Para visualizar isso, no exemplo acima, podemos obter o valor da variável externa realizando mais engenharia reversa ou executando dinamicamente o programa e alimentando essa informação em nossa análise de execução simbólica. Essa informação extra reduzirá a complexidade de nossas equações e pode produzir resultados de análise mais precisos. Juntamente com solucionadores SMT aprimorados e velocidades de hardware atuais, execução concolic permite explorar caminhos em módulos de software de tamanho médio (ou seja, na ordem de 10 KLOC).
Além disso, execução simbólica também é útil para apoiar tarefas de desofuscação, como simplificar grafos de fluxo de controle. Por exemplo, Jonathan Salwan e Romain Thomas mostraram como fazer engenharia reversa de proteções de software baseadas em VM usando Execução Simbólica Dinâmica [#salwan] (ou seja, usando uma mistura de traços de execução real, simulação e execução simbólica).

▸ Itens fornecidos
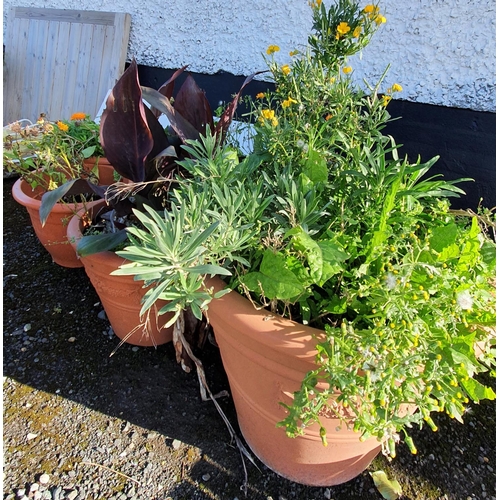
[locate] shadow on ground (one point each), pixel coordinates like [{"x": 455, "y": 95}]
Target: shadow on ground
[{"x": 66, "y": 355}]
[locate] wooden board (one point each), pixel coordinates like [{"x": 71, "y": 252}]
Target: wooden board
[{"x": 60, "y": 61}]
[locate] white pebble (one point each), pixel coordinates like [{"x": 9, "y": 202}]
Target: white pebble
[{"x": 44, "y": 479}]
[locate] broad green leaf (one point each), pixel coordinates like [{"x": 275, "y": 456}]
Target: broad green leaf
[
  {"x": 305, "y": 244},
  {"x": 275, "y": 280},
  {"x": 489, "y": 253},
  {"x": 333, "y": 257},
  {"x": 315, "y": 167},
  {"x": 443, "y": 237},
  {"x": 476, "y": 390},
  {"x": 389, "y": 489}
]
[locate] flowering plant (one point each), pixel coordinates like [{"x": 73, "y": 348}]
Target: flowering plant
[
  {"x": 325, "y": 223},
  {"x": 47, "y": 154}
]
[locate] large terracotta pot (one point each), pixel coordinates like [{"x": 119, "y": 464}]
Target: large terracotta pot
[
  {"x": 120, "y": 295},
  {"x": 105, "y": 170},
  {"x": 53, "y": 234},
  {"x": 265, "y": 358}
]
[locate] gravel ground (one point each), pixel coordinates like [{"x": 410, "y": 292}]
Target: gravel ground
[{"x": 78, "y": 424}]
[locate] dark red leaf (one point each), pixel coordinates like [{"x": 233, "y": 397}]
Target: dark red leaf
[
  {"x": 227, "y": 116},
  {"x": 193, "y": 105},
  {"x": 167, "y": 89}
]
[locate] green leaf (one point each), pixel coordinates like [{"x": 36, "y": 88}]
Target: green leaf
[
  {"x": 208, "y": 269},
  {"x": 443, "y": 237},
  {"x": 315, "y": 167},
  {"x": 389, "y": 489},
  {"x": 275, "y": 280},
  {"x": 477, "y": 391}
]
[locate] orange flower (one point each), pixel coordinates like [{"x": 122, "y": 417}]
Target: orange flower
[
  {"x": 62, "y": 126},
  {"x": 78, "y": 116}
]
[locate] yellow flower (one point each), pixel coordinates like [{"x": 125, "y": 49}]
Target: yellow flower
[
  {"x": 315, "y": 4},
  {"x": 78, "y": 116},
  {"x": 62, "y": 126},
  {"x": 288, "y": 102},
  {"x": 370, "y": 9},
  {"x": 343, "y": 28}
]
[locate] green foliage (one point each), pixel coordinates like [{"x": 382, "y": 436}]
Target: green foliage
[
  {"x": 326, "y": 224},
  {"x": 58, "y": 148}
]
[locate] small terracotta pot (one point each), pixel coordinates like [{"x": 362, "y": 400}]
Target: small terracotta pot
[
  {"x": 265, "y": 358},
  {"x": 105, "y": 171},
  {"x": 53, "y": 234},
  {"x": 120, "y": 295}
]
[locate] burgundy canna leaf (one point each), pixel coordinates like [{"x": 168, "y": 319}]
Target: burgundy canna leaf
[
  {"x": 227, "y": 116},
  {"x": 124, "y": 132},
  {"x": 167, "y": 89},
  {"x": 181, "y": 126},
  {"x": 160, "y": 143},
  {"x": 193, "y": 105}
]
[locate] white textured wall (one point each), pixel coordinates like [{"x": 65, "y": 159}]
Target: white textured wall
[{"x": 441, "y": 51}]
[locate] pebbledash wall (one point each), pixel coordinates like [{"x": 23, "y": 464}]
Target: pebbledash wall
[{"x": 441, "y": 51}]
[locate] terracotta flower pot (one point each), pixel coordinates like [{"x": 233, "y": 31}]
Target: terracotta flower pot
[
  {"x": 120, "y": 295},
  {"x": 53, "y": 234},
  {"x": 105, "y": 170},
  {"x": 265, "y": 358}
]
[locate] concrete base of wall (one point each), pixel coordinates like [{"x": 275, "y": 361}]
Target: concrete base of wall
[{"x": 465, "y": 140}]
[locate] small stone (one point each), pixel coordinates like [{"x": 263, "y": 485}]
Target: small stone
[
  {"x": 56, "y": 494},
  {"x": 44, "y": 479},
  {"x": 72, "y": 494}
]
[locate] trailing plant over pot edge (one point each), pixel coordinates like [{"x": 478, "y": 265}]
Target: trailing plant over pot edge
[{"x": 326, "y": 224}]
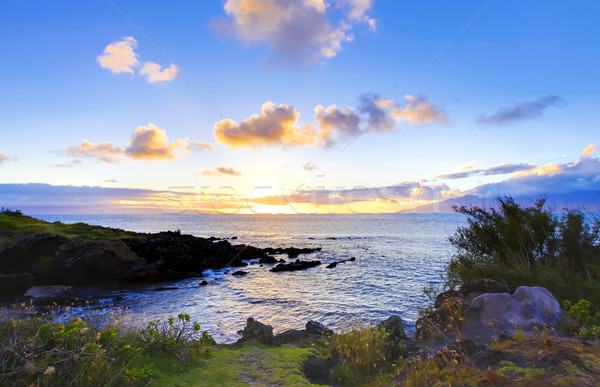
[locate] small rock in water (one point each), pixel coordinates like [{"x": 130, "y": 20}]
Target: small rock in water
[
  {"x": 317, "y": 328},
  {"x": 46, "y": 291},
  {"x": 163, "y": 288}
]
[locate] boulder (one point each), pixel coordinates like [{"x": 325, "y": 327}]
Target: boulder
[
  {"x": 443, "y": 297},
  {"x": 477, "y": 287},
  {"x": 15, "y": 284},
  {"x": 525, "y": 308},
  {"x": 297, "y": 265},
  {"x": 395, "y": 327},
  {"x": 316, "y": 328},
  {"x": 47, "y": 291},
  {"x": 258, "y": 331}
]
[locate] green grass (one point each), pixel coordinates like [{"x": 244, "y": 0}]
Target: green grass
[
  {"x": 252, "y": 364},
  {"x": 14, "y": 224}
]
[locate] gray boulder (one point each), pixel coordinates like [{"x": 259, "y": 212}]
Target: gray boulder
[
  {"x": 395, "y": 327},
  {"x": 15, "y": 284},
  {"x": 47, "y": 291},
  {"x": 525, "y": 308},
  {"x": 258, "y": 331}
]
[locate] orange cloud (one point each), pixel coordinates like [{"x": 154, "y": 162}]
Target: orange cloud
[
  {"x": 298, "y": 32},
  {"x": 4, "y": 157},
  {"x": 147, "y": 143},
  {"x": 104, "y": 151},
  {"x": 274, "y": 125},
  {"x": 220, "y": 171},
  {"x": 119, "y": 57}
]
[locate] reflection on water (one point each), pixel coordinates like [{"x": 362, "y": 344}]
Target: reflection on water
[{"x": 396, "y": 256}]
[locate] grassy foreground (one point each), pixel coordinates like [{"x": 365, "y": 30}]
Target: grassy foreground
[{"x": 14, "y": 223}]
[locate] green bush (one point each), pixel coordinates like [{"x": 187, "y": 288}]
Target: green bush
[
  {"x": 532, "y": 246},
  {"x": 364, "y": 352},
  {"x": 580, "y": 320},
  {"x": 43, "y": 349}
]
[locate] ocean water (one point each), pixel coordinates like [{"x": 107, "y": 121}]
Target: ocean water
[{"x": 397, "y": 255}]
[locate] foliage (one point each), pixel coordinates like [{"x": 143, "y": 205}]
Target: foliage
[
  {"x": 180, "y": 337},
  {"x": 532, "y": 246},
  {"x": 14, "y": 224},
  {"x": 364, "y": 352},
  {"x": 44, "y": 349},
  {"x": 581, "y": 321}
]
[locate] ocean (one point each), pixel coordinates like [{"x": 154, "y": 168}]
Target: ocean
[{"x": 397, "y": 255}]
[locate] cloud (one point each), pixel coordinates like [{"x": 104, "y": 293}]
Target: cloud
[
  {"x": 151, "y": 143},
  {"x": 192, "y": 145},
  {"x": 297, "y": 32},
  {"x": 67, "y": 165},
  {"x": 520, "y": 111},
  {"x": 490, "y": 171},
  {"x": 275, "y": 125},
  {"x": 4, "y": 157},
  {"x": 358, "y": 12},
  {"x": 147, "y": 143},
  {"x": 589, "y": 151},
  {"x": 119, "y": 57},
  {"x": 309, "y": 166},
  {"x": 154, "y": 74},
  {"x": 220, "y": 171},
  {"x": 385, "y": 114},
  {"x": 553, "y": 178},
  {"x": 104, "y": 151},
  {"x": 278, "y": 125},
  {"x": 332, "y": 121},
  {"x": 420, "y": 112}
]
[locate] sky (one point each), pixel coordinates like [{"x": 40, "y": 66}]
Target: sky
[{"x": 303, "y": 106}]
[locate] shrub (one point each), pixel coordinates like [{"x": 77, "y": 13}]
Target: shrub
[
  {"x": 44, "y": 349},
  {"x": 529, "y": 246},
  {"x": 363, "y": 352},
  {"x": 580, "y": 320}
]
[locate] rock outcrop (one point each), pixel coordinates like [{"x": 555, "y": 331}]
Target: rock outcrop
[
  {"x": 483, "y": 309},
  {"x": 255, "y": 330},
  {"x": 294, "y": 266}
]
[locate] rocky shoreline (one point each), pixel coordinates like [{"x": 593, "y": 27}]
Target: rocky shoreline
[{"x": 49, "y": 259}]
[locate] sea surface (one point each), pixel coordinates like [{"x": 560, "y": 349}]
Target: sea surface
[{"x": 397, "y": 255}]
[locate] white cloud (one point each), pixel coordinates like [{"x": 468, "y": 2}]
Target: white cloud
[
  {"x": 147, "y": 143},
  {"x": 154, "y": 72},
  {"x": 589, "y": 151},
  {"x": 275, "y": 125},
  {"x": 297, "y": 32},
  {"x": 220, "y": 171},
  {"x": 120, "y": 57},
  {"x": 4, "y": 157}
]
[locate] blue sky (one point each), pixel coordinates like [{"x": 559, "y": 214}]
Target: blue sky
[{"x": 517, "y": 86}]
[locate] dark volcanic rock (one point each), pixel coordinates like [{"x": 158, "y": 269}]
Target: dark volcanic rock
[
  {"x": 395, "y": 327},
  {"x": 15, "y": 284},
  {"x": 292, "y": 252},
  {"x": 316, "y": 328},
  {"x": 163, "y": 288},
  {"x": 298, "y": 265},
  {"x": 55, "y": 259},
  {"x": 258, "y": 331},
  {"x": 334, "y": 264}
]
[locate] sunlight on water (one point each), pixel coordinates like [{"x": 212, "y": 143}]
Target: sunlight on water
[{"x": 396, "y": 256}]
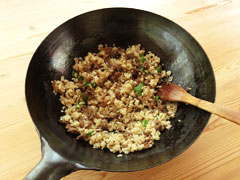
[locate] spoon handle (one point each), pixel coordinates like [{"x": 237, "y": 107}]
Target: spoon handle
[{"x": 217, "y": 109}]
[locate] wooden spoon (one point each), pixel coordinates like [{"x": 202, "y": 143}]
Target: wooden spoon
[{"x": 173, "y": 92}]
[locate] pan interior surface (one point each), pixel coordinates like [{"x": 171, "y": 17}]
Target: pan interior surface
[{"x": 177, "y": 49}]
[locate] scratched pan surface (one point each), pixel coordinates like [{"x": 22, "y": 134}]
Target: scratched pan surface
[{"x": 179, "y": 52}]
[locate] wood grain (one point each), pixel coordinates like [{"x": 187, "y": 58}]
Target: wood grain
[{"x": 214, "y": 23}]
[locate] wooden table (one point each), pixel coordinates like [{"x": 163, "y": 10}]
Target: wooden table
[{"x": 214, "y": 23}]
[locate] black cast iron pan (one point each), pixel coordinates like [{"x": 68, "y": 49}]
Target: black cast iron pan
[{"x": 178, "y": 50}]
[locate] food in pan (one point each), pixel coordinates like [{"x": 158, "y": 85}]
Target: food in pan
[{"x": 111, "y": 100}]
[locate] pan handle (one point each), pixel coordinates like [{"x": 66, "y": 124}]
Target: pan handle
[{"x": 52, "y": 166}]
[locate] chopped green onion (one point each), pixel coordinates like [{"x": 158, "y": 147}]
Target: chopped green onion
[
  {"x": 138, "y": 88},
  {"x": 90, "y": 133},
  {"x": 86, "y": 84},
  {"x": 143, "y": 59},
  {"x": 159, "y": 69},
  {"x": 80, "y": 78},
  {"x": 74, "y": 73},
  {"x": 84, "y": 97},
  {"x": 93, "y": 84},
  {"x": 144, "y": 122}
]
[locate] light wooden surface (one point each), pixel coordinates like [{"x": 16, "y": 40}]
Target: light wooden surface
[{"x": 214, "y": 23}]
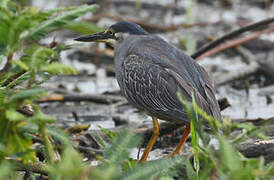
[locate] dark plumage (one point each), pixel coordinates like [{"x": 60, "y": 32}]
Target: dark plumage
[{"x": 151, "y": 73}]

▸ Ações necessárias
1. Reproduza fielmente o trecho do texto sobre execução simbólica que vai de "Para visualizar isso, no" a "de 10 KLOC).".
2. Enumere, conforme o texto sobre execução simbólica, os componentes da mistura usada na Execução Simbólica Dinâmica.
Os itens acima vêm de uma fonte distinta do texto sobre execução simbólica.

▸ Respostas redigidas
1.
Para visualizar isso, no exemplo acima, podemos obter o valor da variável externa realizando mais engenharia reversa ou executando dinamicamente o programa e alimentando essa informação em nossa análise de execução simbólica. Essa informação extra reduzirá a complexidade de nossas equações e pode produzir resultados de análise mais precisos. Juntamente com solucionadores SMT aprimorados e velocidades de hardware atuais, execução concolic permite explorar caminhos em módulos de software de tamanho médio (ou seja, na ordem de 10 KLOC).

2.
- traços de execução real
- simulação
- execução simbólica